Start of Document excerpt

The NDX-1 was designed and constructed at UND through NASA funding provided by the North Dakota Space Grant Consortium.
by Staff Writers
Grand Forks ND (SPX) Mar 21, 2011
University of North Dakota aerospace engineer and researcher Pablo de Leon is part of a unique mission to test a UND planetary exploration suit - the NDX-1 - at a remote military base in Antarctica. The team departed for the Antarctic base from an Argentine Air Force site earlier this week.

The Spaceward Bound Mission includes de Leon of the UND Department of Space Studies; NASA space biologist Jon Rask; and NASA astrobiologist Dr. Chris McKay. Rask is Senior Scientist and McKay is a planetary scientist at the National Aeronautics and Space Administration's (NASA's) Ames Research near San Francisco, CA. The team also includes a field support and documentation specialist.

The team is expected to spend seven to 10 days at the Marambio Station, Argentina's main Antarctic base, to conduct a variety of tests with the NDX-1 planetary exploration suit system. The NDX-1 also has been tested extensively in the Badlands and at the Dahlen Esker in North Dakota, at the Mars Desert Research Center in Utah, and at the Ames Research Center.

The NDX-1 was designed and constructed at UND through NASA funding provided by the North Dakota Space Grant Consortium.

The team plans to blog this expedition; you can follow the team's test routines here.

Background
Since 2008, NASA Ames Research Center and the University of North Dakota have worked together to incorporate the pressurized NDX-1 space suit into subsurface drilling and sample gathering tests at astrobiologically interesting field sites in North Dakota, USA. The team has successfully demonstrated that a subject who has donned the pressurized NDX-1 suit can accomplish drilling operations and soil/rock sample gathering procedures.

End of Document excerpt
Start of Data to examine

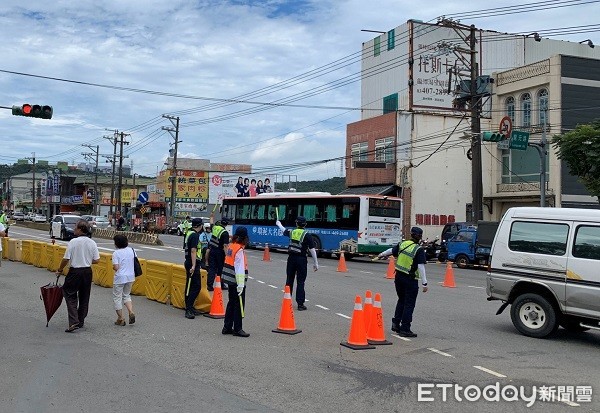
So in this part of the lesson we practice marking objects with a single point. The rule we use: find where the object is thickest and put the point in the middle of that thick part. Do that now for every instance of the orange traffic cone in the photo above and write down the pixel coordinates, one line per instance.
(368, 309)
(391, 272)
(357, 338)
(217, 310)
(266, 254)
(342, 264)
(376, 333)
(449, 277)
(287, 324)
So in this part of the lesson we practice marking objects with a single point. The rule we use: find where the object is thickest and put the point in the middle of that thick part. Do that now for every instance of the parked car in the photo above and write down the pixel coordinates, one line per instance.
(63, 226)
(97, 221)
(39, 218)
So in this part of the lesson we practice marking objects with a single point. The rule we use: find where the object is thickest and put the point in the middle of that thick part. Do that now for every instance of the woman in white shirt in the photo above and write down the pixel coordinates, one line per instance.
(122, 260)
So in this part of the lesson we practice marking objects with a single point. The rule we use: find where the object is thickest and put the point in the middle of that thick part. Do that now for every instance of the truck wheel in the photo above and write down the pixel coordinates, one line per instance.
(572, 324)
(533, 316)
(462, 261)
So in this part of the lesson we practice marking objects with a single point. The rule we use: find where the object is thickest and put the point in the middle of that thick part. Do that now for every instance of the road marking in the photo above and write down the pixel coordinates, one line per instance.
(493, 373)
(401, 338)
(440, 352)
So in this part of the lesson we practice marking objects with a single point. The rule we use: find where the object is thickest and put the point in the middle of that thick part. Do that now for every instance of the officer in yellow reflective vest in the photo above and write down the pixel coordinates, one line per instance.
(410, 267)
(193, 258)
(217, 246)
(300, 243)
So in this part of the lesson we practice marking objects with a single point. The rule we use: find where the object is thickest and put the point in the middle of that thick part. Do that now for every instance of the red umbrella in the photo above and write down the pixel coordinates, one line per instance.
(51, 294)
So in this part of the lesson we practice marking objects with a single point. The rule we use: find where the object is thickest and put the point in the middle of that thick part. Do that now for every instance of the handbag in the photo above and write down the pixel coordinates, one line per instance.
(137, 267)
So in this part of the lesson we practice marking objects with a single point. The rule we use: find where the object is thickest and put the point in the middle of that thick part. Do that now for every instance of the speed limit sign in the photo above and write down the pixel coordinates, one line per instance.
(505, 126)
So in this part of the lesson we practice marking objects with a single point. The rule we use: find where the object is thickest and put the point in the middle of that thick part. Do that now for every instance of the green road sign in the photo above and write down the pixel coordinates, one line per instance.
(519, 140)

End of Data to examine
Start of Data to examine

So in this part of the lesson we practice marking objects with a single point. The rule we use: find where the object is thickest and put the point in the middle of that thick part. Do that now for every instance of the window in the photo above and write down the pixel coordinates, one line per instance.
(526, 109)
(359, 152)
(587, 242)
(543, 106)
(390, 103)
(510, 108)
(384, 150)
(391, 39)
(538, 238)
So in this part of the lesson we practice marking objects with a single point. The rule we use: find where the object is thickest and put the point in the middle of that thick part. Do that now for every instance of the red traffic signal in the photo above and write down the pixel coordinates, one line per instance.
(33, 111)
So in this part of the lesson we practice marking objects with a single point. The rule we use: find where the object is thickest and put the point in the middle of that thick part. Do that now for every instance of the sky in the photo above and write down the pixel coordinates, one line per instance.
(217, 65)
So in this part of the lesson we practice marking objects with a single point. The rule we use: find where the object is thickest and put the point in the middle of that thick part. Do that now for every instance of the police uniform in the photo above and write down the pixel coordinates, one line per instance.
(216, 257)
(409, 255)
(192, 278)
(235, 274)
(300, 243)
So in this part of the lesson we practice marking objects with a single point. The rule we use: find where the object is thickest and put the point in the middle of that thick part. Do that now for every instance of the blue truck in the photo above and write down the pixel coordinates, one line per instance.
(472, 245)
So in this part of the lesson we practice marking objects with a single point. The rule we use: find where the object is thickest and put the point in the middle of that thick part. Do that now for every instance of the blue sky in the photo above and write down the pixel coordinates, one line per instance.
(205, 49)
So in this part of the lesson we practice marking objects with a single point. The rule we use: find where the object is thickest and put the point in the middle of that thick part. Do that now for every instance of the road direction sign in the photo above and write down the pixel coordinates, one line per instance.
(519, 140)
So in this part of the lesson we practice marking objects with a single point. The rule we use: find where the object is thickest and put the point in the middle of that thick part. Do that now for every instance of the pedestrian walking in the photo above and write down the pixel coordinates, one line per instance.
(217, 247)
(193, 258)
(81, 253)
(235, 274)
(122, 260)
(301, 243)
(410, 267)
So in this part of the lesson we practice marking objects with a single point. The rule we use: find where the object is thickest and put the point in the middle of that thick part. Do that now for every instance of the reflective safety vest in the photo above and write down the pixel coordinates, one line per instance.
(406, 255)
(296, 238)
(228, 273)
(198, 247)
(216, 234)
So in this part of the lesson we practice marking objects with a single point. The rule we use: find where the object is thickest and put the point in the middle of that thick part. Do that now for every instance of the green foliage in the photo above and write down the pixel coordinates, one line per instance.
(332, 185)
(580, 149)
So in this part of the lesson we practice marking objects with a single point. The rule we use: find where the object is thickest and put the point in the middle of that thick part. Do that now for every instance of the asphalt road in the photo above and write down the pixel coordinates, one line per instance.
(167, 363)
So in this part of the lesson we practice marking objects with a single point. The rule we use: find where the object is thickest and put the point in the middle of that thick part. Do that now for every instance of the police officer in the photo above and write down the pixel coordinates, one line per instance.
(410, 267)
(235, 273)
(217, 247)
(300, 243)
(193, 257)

End of Data to examine
Start of Data to examine

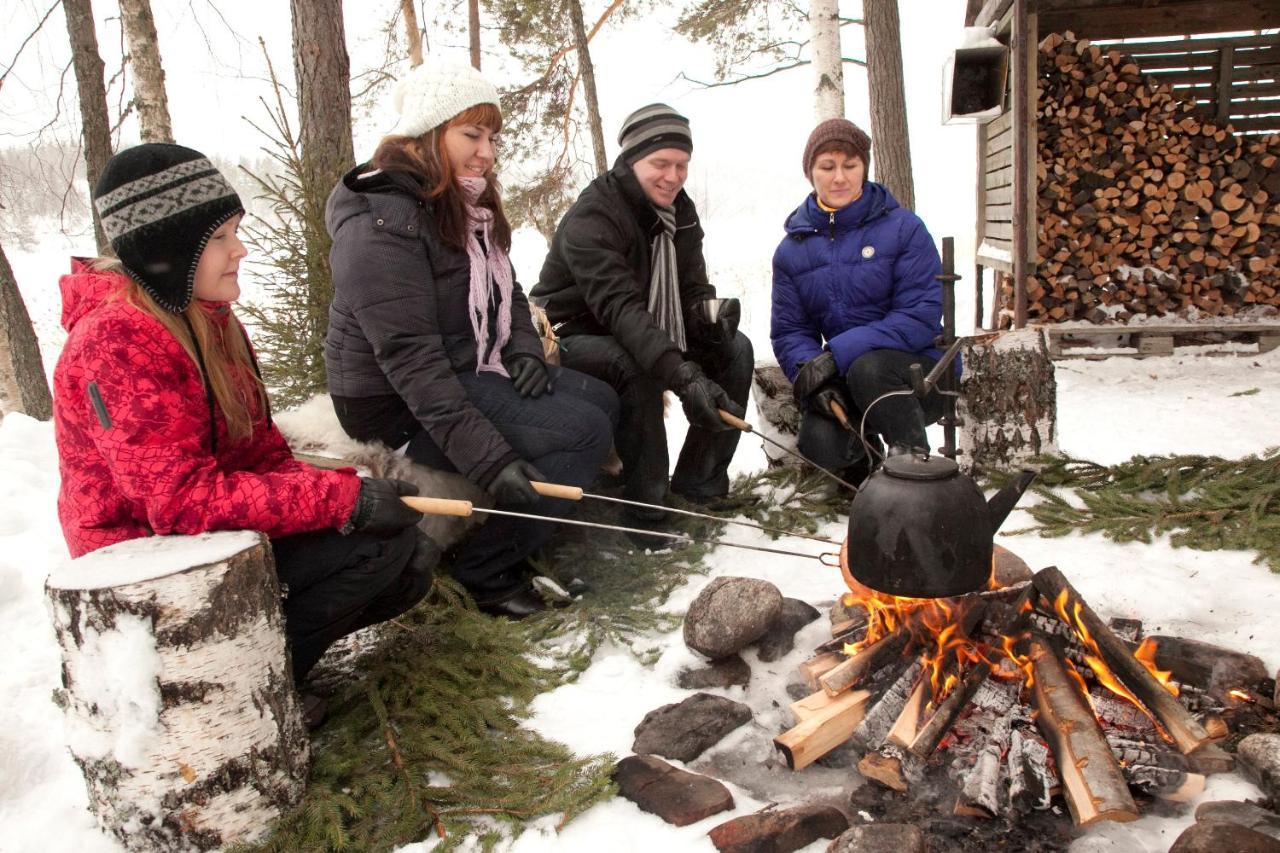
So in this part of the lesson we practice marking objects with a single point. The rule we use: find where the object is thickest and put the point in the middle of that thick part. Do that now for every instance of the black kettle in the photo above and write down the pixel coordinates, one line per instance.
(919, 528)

End of Data to examine

Problems and tasks:
1. Print the passage of the NDX-1 suit article starting with "The team is" and going on through "test routines here.".
2. Continue the article about testing the NDX-1 suit in Antarctica, beginning right after its last sentence.

Results in order:
1.
The team is expected to spend seven to 10 days at the Marambio Station, Argentina's main Antarctic base, to conduct a variety of tests with the NDX-1 planetary exploration suit system. The NDX-1 also has been tested extensively in the Badlands and at the Dahlen Esker in North Dakota, at the Mars Desert Research Center in Utah, and at the Ames Research Center.

The NDX-1 was designed and constructed at UND through NASA funding provided by the North Dakota Space Grant Consortium.

The team plans to blog this expedition; you can follow the team's test routines here.

2.
Goals
Antarctica is arguably the most Mars-like location on Earth, and is therefore an excellent location to test scientific hypotheses and technologies that support Mars exploration. The four main goals of this mission are to test the use of pressurized space suit technology in Antarctica; test rock-drilling technologies; test radiation/dosimetry technologies; gather soil samples from the permafrost for microbial analysis; and document the entire expedition.

The expedition to Antarctica is modeled on the experience learned in North Dakota to accomplish several objectives, including a demonstration in the use of a pressurized space suit and drilling operations at desired locations with rock drilling technologies.

Samples of soil and ice will be gathered at the top of the permafrost boundary, at the ice-soil interface, as well as within the permafrost. The data gathered from this analysis will be compared to data from UND space suit experiments conducted earlier, including a test and demonstration conducted earlier in western North Dakota that garnered international attention.